What you have to do - Within the records below is a range that opens at the line with "What region does the decorative" and closes at the line with "What region does the stone dome". Return that range word for word, both ends included, and only that range.

Extracted material -

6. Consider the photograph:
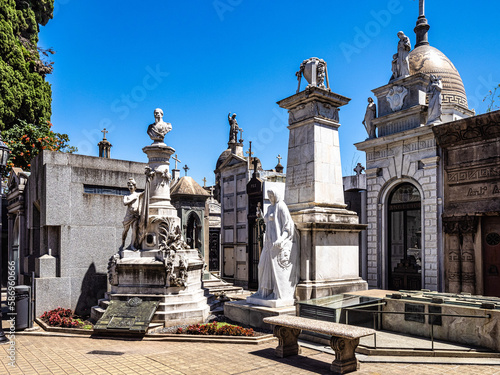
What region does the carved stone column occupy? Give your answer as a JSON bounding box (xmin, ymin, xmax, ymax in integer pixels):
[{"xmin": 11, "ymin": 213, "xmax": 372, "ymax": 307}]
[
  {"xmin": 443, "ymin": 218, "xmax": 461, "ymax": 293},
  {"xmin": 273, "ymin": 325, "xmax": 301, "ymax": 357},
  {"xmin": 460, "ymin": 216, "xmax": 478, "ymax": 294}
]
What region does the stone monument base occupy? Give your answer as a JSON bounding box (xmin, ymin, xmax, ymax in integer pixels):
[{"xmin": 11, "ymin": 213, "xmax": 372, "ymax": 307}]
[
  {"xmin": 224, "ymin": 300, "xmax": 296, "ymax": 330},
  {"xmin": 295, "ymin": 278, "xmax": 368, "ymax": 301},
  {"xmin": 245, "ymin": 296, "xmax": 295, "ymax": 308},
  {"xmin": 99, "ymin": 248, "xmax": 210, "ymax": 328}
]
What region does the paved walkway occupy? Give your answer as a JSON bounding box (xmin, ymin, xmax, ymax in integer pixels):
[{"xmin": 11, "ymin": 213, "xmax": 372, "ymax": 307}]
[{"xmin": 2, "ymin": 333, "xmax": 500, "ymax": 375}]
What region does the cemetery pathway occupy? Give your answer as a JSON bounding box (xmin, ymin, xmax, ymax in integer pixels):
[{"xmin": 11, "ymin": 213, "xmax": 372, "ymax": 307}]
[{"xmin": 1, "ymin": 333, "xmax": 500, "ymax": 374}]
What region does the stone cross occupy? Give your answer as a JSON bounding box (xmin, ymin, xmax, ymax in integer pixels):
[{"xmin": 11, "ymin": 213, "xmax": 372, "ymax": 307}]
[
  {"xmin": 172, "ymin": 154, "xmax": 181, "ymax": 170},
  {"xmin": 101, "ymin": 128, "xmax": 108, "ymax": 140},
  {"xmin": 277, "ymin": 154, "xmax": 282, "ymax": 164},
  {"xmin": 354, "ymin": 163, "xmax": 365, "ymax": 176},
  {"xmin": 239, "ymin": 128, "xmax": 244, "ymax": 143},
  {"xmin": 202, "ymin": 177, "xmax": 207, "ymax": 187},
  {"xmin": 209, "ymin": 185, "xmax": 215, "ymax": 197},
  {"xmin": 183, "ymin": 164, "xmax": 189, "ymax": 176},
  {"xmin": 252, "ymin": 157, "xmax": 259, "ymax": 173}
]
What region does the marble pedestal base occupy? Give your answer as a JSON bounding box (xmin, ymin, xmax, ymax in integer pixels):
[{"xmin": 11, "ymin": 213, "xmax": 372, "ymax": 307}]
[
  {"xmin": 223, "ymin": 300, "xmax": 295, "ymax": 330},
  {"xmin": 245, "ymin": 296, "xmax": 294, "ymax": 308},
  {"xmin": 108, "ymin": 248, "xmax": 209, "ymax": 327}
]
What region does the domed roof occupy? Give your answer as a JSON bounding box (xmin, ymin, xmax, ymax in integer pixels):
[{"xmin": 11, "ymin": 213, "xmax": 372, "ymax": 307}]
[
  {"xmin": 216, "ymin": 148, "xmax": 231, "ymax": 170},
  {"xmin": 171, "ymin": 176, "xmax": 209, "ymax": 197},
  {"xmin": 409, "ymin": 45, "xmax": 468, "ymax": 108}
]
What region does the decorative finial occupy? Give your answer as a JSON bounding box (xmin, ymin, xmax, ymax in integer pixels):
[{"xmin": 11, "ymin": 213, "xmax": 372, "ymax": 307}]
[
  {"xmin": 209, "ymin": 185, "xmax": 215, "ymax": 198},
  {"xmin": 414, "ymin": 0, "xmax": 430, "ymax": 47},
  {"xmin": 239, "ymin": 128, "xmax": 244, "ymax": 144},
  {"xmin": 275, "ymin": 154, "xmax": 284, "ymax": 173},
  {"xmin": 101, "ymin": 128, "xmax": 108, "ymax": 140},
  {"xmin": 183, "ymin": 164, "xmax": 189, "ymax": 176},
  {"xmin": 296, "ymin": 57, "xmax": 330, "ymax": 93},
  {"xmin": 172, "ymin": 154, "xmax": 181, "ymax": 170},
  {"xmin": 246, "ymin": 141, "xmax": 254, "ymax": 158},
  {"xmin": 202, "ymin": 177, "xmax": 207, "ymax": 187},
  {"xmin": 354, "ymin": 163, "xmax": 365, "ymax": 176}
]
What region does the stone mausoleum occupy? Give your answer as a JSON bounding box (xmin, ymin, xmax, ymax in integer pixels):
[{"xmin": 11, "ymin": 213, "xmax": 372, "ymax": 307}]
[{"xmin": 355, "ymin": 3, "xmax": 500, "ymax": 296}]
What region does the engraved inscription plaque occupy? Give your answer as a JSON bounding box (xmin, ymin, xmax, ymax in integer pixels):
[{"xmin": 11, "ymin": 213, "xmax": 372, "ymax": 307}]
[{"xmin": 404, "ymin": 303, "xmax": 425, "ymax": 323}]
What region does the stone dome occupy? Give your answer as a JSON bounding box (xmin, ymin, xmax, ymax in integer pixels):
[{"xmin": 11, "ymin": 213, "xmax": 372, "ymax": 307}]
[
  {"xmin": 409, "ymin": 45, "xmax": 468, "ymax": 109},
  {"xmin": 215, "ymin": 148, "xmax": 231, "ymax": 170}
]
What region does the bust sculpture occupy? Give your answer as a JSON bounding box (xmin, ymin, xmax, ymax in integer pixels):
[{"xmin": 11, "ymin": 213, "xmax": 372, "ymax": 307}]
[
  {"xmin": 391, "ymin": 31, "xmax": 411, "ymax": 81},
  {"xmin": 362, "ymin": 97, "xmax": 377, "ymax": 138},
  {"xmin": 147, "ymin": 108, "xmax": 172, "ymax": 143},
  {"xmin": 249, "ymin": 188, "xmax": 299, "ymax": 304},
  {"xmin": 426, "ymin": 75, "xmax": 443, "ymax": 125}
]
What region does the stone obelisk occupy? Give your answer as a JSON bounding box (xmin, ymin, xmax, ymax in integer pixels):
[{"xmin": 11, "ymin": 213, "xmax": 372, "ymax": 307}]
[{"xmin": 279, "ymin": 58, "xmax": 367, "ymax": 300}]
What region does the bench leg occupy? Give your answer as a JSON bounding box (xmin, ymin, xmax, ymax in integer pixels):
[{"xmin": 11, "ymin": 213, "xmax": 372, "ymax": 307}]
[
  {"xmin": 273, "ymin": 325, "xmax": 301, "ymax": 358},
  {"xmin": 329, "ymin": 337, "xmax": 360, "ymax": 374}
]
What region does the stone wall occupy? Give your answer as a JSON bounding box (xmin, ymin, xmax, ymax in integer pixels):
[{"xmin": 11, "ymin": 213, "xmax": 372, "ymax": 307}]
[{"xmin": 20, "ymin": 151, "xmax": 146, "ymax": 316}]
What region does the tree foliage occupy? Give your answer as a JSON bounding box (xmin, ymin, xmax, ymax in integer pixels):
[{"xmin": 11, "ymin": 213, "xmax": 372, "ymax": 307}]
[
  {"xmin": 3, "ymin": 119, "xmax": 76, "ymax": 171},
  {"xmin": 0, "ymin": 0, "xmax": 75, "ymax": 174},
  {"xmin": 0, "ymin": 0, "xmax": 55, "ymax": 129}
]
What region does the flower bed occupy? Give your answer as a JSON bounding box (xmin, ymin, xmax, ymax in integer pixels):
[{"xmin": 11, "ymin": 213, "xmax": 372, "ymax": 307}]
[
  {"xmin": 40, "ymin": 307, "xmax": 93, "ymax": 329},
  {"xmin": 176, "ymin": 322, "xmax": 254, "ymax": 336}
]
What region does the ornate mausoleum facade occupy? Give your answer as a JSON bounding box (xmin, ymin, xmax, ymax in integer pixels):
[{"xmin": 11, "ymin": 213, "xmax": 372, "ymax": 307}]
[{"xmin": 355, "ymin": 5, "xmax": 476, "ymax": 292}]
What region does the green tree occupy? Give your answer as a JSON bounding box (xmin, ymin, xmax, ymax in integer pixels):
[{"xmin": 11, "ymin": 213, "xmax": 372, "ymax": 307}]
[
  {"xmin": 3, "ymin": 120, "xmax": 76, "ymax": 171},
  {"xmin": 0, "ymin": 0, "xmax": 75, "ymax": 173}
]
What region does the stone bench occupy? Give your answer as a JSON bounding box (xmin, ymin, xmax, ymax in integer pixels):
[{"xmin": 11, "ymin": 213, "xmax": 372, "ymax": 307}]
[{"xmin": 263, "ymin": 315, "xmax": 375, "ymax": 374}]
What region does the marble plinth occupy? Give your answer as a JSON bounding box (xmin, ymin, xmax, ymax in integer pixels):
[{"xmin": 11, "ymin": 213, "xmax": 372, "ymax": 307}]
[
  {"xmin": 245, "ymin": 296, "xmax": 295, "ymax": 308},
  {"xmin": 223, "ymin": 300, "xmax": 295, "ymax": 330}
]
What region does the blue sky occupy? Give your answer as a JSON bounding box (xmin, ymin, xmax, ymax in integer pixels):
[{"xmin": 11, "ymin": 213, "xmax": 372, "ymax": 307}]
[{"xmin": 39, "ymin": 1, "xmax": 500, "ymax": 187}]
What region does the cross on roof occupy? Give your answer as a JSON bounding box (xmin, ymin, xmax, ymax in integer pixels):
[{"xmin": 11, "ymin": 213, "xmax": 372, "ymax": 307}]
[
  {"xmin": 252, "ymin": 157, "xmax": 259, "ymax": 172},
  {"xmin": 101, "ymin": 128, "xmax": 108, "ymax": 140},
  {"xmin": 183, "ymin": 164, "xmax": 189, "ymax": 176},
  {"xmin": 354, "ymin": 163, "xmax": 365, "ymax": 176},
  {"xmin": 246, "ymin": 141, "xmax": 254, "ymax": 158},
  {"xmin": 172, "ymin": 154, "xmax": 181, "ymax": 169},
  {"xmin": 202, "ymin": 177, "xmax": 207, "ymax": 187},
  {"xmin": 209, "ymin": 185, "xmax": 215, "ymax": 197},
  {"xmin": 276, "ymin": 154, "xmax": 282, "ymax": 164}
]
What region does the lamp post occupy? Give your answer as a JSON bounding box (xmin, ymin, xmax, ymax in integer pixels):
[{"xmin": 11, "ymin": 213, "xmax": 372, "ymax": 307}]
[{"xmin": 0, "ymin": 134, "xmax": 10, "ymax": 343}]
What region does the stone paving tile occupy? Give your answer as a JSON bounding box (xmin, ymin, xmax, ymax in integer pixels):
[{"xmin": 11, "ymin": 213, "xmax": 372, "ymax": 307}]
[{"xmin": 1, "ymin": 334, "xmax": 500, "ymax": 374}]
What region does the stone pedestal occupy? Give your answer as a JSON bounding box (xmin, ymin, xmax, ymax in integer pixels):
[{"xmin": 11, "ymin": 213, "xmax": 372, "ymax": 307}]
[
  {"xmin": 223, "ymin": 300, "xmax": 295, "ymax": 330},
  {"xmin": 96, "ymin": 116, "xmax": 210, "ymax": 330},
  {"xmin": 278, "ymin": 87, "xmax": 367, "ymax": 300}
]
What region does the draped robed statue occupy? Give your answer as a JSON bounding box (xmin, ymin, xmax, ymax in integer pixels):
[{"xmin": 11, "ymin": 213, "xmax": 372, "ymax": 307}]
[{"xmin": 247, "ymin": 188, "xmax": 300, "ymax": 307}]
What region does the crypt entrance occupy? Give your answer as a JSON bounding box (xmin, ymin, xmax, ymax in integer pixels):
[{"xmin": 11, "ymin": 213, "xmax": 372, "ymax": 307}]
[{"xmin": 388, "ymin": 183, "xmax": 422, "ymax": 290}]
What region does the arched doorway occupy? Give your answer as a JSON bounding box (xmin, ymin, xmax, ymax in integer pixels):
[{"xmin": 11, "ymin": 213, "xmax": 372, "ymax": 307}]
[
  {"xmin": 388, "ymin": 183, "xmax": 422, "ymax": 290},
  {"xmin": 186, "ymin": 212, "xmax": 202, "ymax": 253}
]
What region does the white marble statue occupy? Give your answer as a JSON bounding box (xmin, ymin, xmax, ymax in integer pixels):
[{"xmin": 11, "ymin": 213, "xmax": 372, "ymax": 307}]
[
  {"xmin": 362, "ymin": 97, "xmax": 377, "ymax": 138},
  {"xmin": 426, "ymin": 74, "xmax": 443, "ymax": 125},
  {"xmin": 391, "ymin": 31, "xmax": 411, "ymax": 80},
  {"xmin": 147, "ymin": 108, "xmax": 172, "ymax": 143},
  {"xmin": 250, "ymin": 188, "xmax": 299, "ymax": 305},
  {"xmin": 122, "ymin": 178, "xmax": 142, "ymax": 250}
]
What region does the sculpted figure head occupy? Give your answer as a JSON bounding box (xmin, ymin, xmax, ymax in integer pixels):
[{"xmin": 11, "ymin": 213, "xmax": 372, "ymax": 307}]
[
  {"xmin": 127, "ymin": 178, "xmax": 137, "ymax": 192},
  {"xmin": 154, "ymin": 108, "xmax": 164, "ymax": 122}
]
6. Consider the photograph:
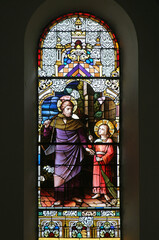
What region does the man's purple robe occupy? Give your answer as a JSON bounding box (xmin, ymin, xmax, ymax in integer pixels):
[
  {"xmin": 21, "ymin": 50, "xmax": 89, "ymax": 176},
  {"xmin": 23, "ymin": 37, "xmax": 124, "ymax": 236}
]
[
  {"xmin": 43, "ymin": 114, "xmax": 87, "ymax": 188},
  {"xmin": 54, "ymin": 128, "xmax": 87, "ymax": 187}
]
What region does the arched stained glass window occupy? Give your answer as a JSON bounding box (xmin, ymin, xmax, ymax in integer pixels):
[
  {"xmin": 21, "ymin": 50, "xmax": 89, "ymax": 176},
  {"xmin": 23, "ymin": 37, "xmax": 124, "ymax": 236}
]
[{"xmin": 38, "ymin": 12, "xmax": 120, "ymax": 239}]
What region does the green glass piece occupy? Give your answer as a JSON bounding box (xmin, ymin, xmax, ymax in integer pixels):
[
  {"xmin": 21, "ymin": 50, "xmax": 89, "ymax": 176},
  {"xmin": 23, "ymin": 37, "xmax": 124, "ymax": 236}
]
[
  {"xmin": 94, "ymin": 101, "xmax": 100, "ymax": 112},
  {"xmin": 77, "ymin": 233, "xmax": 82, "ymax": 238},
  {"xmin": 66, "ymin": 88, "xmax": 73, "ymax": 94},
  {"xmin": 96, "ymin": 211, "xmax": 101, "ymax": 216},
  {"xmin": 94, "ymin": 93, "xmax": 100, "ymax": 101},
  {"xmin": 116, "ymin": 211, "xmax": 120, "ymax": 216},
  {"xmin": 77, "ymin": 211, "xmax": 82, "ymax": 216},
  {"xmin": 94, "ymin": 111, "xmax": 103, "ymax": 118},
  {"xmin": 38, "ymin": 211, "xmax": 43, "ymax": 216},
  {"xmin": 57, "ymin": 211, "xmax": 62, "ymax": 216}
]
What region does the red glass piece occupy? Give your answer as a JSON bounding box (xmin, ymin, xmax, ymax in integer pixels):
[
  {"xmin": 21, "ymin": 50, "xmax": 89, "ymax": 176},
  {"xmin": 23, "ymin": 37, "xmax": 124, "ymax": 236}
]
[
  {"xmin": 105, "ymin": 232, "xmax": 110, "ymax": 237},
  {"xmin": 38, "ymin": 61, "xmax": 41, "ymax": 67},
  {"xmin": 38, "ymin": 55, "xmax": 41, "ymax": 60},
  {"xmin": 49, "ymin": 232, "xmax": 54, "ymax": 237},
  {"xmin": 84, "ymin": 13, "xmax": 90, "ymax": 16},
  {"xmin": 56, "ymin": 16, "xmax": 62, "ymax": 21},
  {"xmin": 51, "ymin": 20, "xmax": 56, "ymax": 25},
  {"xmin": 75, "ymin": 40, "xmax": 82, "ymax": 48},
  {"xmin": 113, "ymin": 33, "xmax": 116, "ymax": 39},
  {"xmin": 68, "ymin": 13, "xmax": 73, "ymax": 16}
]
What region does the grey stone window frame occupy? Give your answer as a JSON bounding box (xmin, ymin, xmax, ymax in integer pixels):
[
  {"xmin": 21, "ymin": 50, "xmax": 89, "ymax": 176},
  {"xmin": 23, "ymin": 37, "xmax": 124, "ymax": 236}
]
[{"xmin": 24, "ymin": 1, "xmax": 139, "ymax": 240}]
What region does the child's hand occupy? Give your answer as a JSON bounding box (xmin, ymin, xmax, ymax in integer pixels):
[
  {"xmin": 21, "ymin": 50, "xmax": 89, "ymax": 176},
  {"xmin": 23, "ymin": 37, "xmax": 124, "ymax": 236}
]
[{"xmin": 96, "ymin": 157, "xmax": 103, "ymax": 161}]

Task solution -
What region does the decorative finial occupy? Give your answer as a JSON bounding box (xmin, ymin, xmax, ymax in integer pixels):
[{"xmin": 11, "ymin": 213, "xmax": 372, "ymax": 307}]
[
  {"xmin": 209, "ymin": 185, "xmax": 215, "ymax": 198},
  {"xmin": 414, "ymin": 0, "xmax": 430, "ymax": 47},
  {"xmin": 239, "ymin": 128, "xmax": 244, "ymax": 144},
  {"xmin": 275, "ymin": 154, "xmax": 284, "ymax": 173},
  {"xmin": 101, "ymin": 128, "xmax": 108, "ymax": 140},
  {"xmin": 183, "ymin": 164, "xmax": 189, "ymax": 176},
  {"xmin": 296, "ymin": 57, "xmax": 330, "ymax": 93},
  {"xmin": 172, "ymin": 154, "xmax": 181, "ymax": 170},
  {"xmin": 246, "ymin": 141, "xmax": 254, "ymax": 158},
  {"xmin": 202, "ymin": 177, "xmax": 207, "ymax": 187},
  {"xmin": 354, "ymin": 163, "xmax": 365, "ymax": 176}
]
What region does the stone mausoleum occupy? Give your answer as a JSON bounding box (xmin, ymin, xmax, ymax in integer pixels):
[{"xmin": 11, "ymin": 213, "xmax": 372, "ymax": 307}]
[{"xmin": 355, "ymin": 3, "xmax": 500, "ymax": 296}]
What region does the engraved inscription plaque occupy? Give your answer as a JSON bounding box (xmin, ymin, xmax, ymax in integer pixels):
[{"xmin": 11, "ymin": 213, "xmax": 372, "ymax": 307}]
[{"xmin": 404, "ymin": 303, "xmax": 425, "ymax": 323}]
What region does the stone dome occupy? Give your answer as a JSON bounding box (xmin, ymin, xmax, ymax in integer pixels):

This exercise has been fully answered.